• _SELECTED EXTRACT_
□ □ □
Autophagy is the name given to a collection of cellular maintenance processes that recycle damaged structures, unwanted protein, and other metabolic waste. Many forms of stress, such as heat, lack of nutrients, and so forth spur greater autophagy, and this is thought to be a large part of why mild, temporary stress can produce lasting benefits to health - a process known as hormesis. Cell function is improved, and thus tissue function is improved. Many of the methods shown to modestly slow aging in laboratory species involve increased autophagy, and at least some, such as the practice of calorie restriction, have been shown to depend on functional autophagy for their benefits.
Rather than applying stress to generate autophagy, development programs focus on the use of small molecule drugs to influence the gene networks that regulate stress responses - such as targeting mTOR through rapamycin and analogous mTOR inhibitors. The research results here are an example of the type, showing that forcing a greater pace of autophagy helps to resist some of the metabolic consequences of type 2 diabetes - though of course this compares unfavorably with low calorie diets and consequent reduction in excess visceral fat tissue, the cause of the condition, as an approach to therapy in this specific case.
Vascular dysfunction is a major complication in type 2 diabetes (T2D). It has been suggested dysregulation of autophagy is associated with various cardiovascular diseases. However, the relationship between autophagy and vascular dysfunction in T2D remains unclear. Thus, we examined whether reduced autophagy is involved in vascular dysfunction and stimulation of autophagy could improve vascular function in diabetes.
Ten to 12-week old male type 2 diabetic (db-/db-) mice and their control (db-/db+) mice were treated with rapamycin or trehalose. Mesenteric arteries (MAs) were mounted in the arteriography and diameter was measured. Western blot analysis and immunofluorescence staining were assessed. Myogenic response (MR) was significantly increased, whereas endothelium-dependent relaxation (EDR) was significantly attenuated in the MAs of diabetic mice. These results were associated with increased expressions of LC3II, p62, and beclin-1 in diabetic mice.
Treatment of autophagy stimulators significantly reduced the potentiation of MR and improved EDR in the diabetic mice. Furthermore, autophagy stimulation normalized expressions of LC3II, p62, and beclin-1 in the diabetic mice. In addition, phosphorylation level of eNOS was decreased in diabetic mice, which was restored by rapamycin and trehalose. In conclusion, T2D impairs vascular function by dysregulated autophagy. Therefore, autophagy could be a potential target for overcoming diabetic microvascular complications.
□ □ □
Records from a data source

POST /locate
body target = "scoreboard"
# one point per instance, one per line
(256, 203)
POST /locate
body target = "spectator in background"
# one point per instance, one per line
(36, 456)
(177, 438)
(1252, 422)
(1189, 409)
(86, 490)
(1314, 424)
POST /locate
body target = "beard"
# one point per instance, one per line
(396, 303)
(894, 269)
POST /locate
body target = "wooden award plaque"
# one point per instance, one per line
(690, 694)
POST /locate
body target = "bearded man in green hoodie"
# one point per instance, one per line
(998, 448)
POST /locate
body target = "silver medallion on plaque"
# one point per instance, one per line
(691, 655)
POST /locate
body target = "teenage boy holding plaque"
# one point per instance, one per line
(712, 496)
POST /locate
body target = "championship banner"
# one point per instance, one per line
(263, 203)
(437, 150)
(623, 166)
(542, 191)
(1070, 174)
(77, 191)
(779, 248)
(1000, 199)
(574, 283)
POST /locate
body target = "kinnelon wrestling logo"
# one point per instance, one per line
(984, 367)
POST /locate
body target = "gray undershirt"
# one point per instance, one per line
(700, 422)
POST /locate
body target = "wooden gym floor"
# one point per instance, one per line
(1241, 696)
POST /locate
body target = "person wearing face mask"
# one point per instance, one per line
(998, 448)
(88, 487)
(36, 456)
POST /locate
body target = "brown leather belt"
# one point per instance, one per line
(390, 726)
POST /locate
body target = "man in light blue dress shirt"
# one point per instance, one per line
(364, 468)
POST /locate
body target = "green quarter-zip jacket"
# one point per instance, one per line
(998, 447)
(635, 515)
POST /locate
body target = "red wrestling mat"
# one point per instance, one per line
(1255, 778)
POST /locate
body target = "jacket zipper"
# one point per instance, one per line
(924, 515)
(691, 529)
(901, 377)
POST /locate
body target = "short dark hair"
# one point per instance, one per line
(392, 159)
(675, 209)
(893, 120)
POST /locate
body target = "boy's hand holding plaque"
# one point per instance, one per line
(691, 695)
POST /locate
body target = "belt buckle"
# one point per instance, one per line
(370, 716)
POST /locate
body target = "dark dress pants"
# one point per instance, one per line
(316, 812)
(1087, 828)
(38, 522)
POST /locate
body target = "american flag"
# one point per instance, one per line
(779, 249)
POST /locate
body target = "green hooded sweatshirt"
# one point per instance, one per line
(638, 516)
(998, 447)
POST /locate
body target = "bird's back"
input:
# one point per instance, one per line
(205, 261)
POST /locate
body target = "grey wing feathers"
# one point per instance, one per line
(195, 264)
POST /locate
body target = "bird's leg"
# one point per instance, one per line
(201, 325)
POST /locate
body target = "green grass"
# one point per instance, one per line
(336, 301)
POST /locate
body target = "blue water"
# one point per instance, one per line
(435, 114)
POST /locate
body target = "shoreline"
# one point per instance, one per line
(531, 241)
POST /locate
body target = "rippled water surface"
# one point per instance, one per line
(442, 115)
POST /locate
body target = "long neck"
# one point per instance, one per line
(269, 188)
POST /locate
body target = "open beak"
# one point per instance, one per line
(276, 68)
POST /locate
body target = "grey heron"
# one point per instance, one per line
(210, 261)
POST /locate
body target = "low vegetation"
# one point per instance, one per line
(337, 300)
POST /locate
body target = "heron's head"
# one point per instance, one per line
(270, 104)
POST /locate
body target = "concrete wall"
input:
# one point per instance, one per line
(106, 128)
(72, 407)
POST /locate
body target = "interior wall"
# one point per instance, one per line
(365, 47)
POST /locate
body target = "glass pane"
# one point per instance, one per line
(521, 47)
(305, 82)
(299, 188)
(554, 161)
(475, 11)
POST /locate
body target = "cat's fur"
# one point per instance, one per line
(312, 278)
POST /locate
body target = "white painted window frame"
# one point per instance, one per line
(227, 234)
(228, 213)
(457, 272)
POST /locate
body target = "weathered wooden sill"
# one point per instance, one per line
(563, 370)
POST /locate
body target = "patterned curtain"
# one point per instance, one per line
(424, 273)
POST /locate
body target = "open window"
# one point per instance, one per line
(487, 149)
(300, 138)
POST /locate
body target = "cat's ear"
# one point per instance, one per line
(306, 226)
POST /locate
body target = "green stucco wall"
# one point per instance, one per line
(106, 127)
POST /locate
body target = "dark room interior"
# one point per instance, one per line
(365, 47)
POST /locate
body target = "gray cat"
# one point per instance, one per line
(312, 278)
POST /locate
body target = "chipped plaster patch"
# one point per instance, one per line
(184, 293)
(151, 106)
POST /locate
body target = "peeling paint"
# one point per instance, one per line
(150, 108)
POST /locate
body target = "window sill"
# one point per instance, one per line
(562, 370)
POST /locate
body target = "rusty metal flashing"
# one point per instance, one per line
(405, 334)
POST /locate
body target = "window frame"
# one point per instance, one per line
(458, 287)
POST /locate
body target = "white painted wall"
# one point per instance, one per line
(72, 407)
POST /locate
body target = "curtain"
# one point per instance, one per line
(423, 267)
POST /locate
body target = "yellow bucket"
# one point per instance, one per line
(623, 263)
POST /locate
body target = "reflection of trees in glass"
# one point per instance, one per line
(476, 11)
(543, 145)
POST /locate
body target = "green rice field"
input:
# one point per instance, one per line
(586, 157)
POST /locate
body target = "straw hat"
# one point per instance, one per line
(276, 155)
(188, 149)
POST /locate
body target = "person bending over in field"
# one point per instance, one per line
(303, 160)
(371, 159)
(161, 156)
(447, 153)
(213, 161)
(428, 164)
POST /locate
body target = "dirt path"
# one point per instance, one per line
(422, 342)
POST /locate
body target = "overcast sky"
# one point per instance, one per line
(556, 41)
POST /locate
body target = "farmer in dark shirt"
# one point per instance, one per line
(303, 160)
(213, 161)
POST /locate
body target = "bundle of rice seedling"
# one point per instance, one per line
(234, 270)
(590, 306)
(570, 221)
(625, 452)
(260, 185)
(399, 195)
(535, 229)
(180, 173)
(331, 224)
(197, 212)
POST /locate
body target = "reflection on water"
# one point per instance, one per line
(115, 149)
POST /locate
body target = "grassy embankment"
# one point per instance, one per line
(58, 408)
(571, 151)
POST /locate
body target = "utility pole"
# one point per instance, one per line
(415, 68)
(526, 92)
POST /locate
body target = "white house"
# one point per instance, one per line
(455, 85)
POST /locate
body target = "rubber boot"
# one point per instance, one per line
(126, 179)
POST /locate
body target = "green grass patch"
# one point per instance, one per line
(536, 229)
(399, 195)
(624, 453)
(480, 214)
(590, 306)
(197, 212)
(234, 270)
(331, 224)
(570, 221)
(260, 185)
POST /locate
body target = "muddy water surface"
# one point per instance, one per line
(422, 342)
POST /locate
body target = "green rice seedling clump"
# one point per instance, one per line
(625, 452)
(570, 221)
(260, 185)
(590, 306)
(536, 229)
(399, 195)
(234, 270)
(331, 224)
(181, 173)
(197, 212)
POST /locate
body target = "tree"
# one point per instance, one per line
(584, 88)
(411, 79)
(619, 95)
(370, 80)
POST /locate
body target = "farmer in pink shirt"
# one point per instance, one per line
□ □ □
• _EXERCISE REQUIREMENTS_
In the autophagy text, which two autophagy stimulators were given to the diabetic mice?

• _RESULT BELOW_
Rapamycin and trehalose.